Copy the listing exactly, images excluded.

#### Records

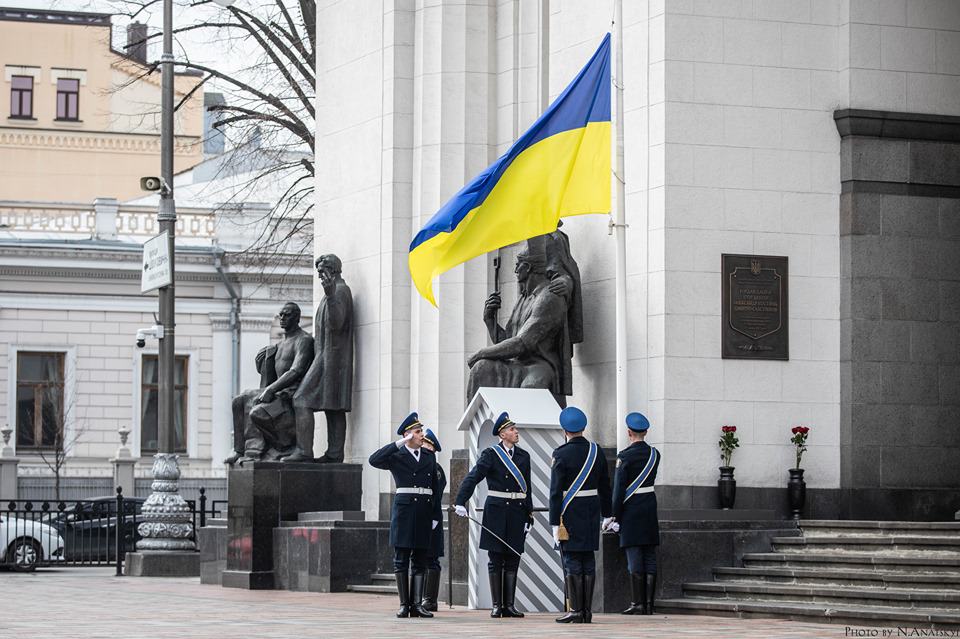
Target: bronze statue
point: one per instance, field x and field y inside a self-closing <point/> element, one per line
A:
<point x="534" y="349"/>
<point x="263" y="418"/>
<point x="328" y="384"/>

########

§ **Answer section**:
Target: bronze statue
point: one per instance, field x and field y inside a self-closing <point/> element, one per line
A:
<point x="534" y="349"/>
<point x="263" y="418"/>
<point x="328" y="384"/>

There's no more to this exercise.